--- What you should do ---
What you return must be the data below, word for word, without any images.

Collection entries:
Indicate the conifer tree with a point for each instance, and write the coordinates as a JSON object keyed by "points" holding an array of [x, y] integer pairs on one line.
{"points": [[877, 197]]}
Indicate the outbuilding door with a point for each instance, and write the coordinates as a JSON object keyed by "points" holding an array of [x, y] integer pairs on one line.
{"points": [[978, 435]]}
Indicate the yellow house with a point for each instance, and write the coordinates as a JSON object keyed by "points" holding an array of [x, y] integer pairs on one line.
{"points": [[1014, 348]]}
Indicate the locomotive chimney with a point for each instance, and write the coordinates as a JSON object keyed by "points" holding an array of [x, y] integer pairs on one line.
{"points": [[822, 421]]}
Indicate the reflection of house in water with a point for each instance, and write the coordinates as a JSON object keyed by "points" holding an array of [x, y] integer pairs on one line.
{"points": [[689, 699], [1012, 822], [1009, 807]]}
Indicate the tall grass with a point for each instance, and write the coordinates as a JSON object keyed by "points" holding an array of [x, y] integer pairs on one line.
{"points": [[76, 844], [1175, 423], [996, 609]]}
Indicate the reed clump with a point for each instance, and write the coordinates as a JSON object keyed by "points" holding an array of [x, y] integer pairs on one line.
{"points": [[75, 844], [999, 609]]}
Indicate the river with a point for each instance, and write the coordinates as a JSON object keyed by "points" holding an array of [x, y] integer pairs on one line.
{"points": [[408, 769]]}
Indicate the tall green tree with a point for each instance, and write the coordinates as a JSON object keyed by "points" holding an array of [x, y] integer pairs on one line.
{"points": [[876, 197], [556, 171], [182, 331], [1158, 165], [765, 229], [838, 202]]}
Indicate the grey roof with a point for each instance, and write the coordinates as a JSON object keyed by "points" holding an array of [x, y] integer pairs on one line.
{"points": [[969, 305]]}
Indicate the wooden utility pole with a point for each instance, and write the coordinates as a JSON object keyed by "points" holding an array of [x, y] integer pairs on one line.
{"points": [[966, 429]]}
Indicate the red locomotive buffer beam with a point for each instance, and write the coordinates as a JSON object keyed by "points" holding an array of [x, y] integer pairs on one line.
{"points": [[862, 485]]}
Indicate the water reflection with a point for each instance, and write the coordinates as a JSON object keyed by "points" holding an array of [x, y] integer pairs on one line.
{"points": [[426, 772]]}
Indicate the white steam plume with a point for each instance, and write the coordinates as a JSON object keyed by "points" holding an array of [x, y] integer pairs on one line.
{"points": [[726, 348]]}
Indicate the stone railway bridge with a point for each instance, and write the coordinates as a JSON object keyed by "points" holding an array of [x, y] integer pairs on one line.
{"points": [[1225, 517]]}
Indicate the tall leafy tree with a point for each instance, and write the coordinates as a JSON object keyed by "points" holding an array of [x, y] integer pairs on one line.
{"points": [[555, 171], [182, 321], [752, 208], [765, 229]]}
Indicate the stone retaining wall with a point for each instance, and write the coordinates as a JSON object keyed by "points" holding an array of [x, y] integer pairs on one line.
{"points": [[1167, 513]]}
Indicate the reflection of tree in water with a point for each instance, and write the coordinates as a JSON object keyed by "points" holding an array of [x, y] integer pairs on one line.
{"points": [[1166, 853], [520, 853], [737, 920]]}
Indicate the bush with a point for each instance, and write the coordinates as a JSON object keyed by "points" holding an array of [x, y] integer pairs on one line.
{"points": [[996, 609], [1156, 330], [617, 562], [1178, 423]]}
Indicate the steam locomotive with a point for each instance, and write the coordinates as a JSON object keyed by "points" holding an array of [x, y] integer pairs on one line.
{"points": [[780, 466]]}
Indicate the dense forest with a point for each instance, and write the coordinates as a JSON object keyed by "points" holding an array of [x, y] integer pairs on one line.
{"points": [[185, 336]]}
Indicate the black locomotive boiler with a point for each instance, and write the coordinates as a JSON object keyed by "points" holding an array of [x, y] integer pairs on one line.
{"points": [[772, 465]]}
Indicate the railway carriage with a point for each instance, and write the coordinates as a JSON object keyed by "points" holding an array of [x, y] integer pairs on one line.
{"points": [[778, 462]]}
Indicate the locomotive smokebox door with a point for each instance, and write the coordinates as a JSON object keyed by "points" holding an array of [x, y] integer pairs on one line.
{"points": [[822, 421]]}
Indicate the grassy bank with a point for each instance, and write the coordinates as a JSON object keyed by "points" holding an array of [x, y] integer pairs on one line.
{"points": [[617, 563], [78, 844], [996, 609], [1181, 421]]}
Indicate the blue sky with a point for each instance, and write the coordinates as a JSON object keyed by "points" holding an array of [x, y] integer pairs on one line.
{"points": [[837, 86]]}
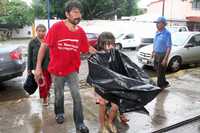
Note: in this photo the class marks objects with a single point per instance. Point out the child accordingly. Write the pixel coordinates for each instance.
(33, 49)
(105, 43)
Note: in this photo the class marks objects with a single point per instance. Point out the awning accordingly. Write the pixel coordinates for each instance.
(193, 18)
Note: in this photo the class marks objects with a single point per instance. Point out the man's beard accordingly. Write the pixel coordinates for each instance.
(75, 21)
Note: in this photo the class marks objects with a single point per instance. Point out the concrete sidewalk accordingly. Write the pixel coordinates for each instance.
(173, 105)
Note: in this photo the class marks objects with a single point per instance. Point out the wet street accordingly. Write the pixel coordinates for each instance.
(177, 105)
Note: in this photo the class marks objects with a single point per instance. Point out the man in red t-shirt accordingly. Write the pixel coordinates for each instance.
(66, 40)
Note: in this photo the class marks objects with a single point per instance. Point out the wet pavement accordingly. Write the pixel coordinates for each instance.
(20, 113)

--- Reply to the exercise ---
Indicate the conifer tree with a point for each instance, and write the coordinates as a JSON object keyed by "points" holding an array of [x, y] integer pairs on one line.
{"points": [[877, 197]]}
Indicate the outbuilding door with a point for each instance, and write the coordinates as a JSON object keyed by "points" holding an array of [x, y] integer pairs on one line.
{"points": [[978, 435]]}
Indicate the yellow house with a point for each instance, and write the coordinates as a JSON object keyed by "points" holding an array of [x, y] integer pairs on one line.
{"points": [[1014, 348]]}
Indicate the locomotive chimney with a point for each instance, and write the coordinates as a JSON object keyed by "points" holding an array of [x, y] integer pairs on one line.
{"points": [[822, 421]]}
Indicate the reflection of house in water with a point for each instance, and write the coordinates as a JSON object keyed by "points" holding an array of [x, y] integer pairs on one line.
{"points": [[689, 699], [1012, 822], [1009, 807]]}
Indicate the tall grass with a point for each instance, and write the coordinates as a JSON object keyed by "points" holding an array of [x, y] integer pairs on one line.
{"points": [[76, 844], [1175, 423], [996, 609]]}
Indicate the reed clump with a point for each instance, and write the coordinates as a JSON object keyed by "points" holding an array of [x, y] integer pairs on one line.
{"points": [[75, 844], [999, 609]]}
Indicate the river with a point for each instance, and write the coordinates as a JSON object keyed by "points" holding an array of [x, y] integer pairs on one line.
{"points": [[408, 769]]}
Indicate the tall green tree with a point for each instance, and write the coordinates as a JSON object keyed by "points" holding an array of [x, y] integer pairs on one line.
{"points": [[876, 197], [556, 171], [182, 331], [1158, 165], [765, 229], [838, 202]]}
Indicate the grey roof with a point for each instance, and write the coordinates as a JSON object keyed by "points" holding an array of [x, y] integer pairs on one line.
{"points": [[969, 305]]}
Indicate the wooden utility pole with a point for each instance, and write the coordinates as a JSON object keyed by "points" holding an array of [x, y] integer pairs on one line.
{"points": [[966, 429]]}
Indicate the red locomotive buffer beam with a point for each instance, and write the coordinates as a JSON object keyed by "points" holding an array of [x, y] integer pairs on one line.
{"points": [[862, 485]]}
Indicate the water reflection with a point for each instance, and write the coordinates as a JSON object keyed by "points" holding an array of [x, y] integer pairs on one line.
{"points": [[426, 772]]}
Indicate the white steam plume with a point for each instance, and write the coordinates as a JSON object keyed by "points" holding an array of [x, y] integer pairs on one line.
{"points": [[726, 348]]}
Indicate the stone railway bridge with a point for each instance, and write the coordinates as a JSON object keyed by "points" holding an array of [x, y] integer pairs on one line.
{"points": [[1225, 517]]}
Indicate the tall leafy tree with a point for each instance, and write the coordinates as a JSON object keyed by "points" holding an array of [x, y] integer pairs on one line.
{"points": [[555, 171], [182, 321], [752, 208], [765, 229]]}
Indicate the stone retaining wall with a point for each instance, and write the coordinates as a JSON object keyed by "points" holding an array of [x, y] integer pairs on one line.
{"points": [[1167, 513]]}
Indicate the reflection of tree in water with a point for each instance, and write the coordinates as a JSON object keyed by "points" holding an array of [x, y] integer pairs on one line.
{"points": [[1166, 853], [520, 853], [737, 920]]}
Indicate the bush with a point for each instance, and write the coordinates as a JSON object keyed by "points" holding an array of [x, y] integer pairs on one line.
{"points": [[996, 609], [1156, 330], [617, 562], [1178, 423]]}
Indicate the steam locomotive with a point for each instance, and write the coordinates as a JSON object keyed by "points" holding an array of [x, y] integer pairs on one line.
{"points": [[780, 466]]}
Indicate the dense forest with a point for each instance, and write the coordinates as a JSON object keyed by "points" holding an array of [x, y] integer pairs on one line.
{"points": [[185, 336]]}
Indicate the black locomotive boiler with a point for each instance, and write the coordinates as a JSON object keyed by "points" holding an array of [x, y] integer pairs on one line.
{"points": [[772, 465]]}
Indicate the railway carriage with a point for each instance, and write the coordinates as a JSON object keyed by "points" holding an array of [x, y] integer pairs on one line.
{"points": [[778, 462]]}
Indicate the locomotive smokebox door with a point for each instance, and write the coordinates as a JSON object keyed by "points" holding an array of [x, y] integer pairs on one line.
{"points": [[822, 421]]}
Indicate the grassy bank with a point for each instance, and write the coordinates as a JSON object keyed by "points" holding an array of [x, y] integer pairs on one line.
{"points": [[617, 563], [78, 844], [996, 609], [1181, 421]]}
Indicate the blue sky with a point for each instance, and write the coordinates as a JSON object keyed by "points" holding an array of [x, y] integer pairs on one line.
{"points": [[837, 86]]}
Note: in this photo the class marks objects with a single point per instance. Point out the child accordingly. Write the pixel coordinates for each instance.
(33, 49)
(105, 43)
Note: in this photo the class marks objects with a single point per instance. Point out the awning accordingly. Write the pixel coordinates for each instance.
(193, 18)
Note: in this photo the class marks objects with a single point per instance. Point out the man's beard accordingly. Write the pixel coordinates for each instance.
(75, 21)
Note: in this photo the class marks objects with a single point per instance. Point out the concrete sidewalk accordingly. Write the pixel coordinates for each instance.
(173, 105)
Note: in this photo the class marks objects with a single point per instance. Point out the wet street accordingly. Write the pixel coordinates for each instance.
(177, 105)
Note: in this photo the class marks objects with a single point per instance. Point out the man in red t-shirt accordingly. Write the pixel coordinates for each instance.
(66, 40)
Note: in this photo the class marks objects with a single point per instance. Point out the wet pavement accordingly. Write the pixel coordinates for each instance.
(20, 113)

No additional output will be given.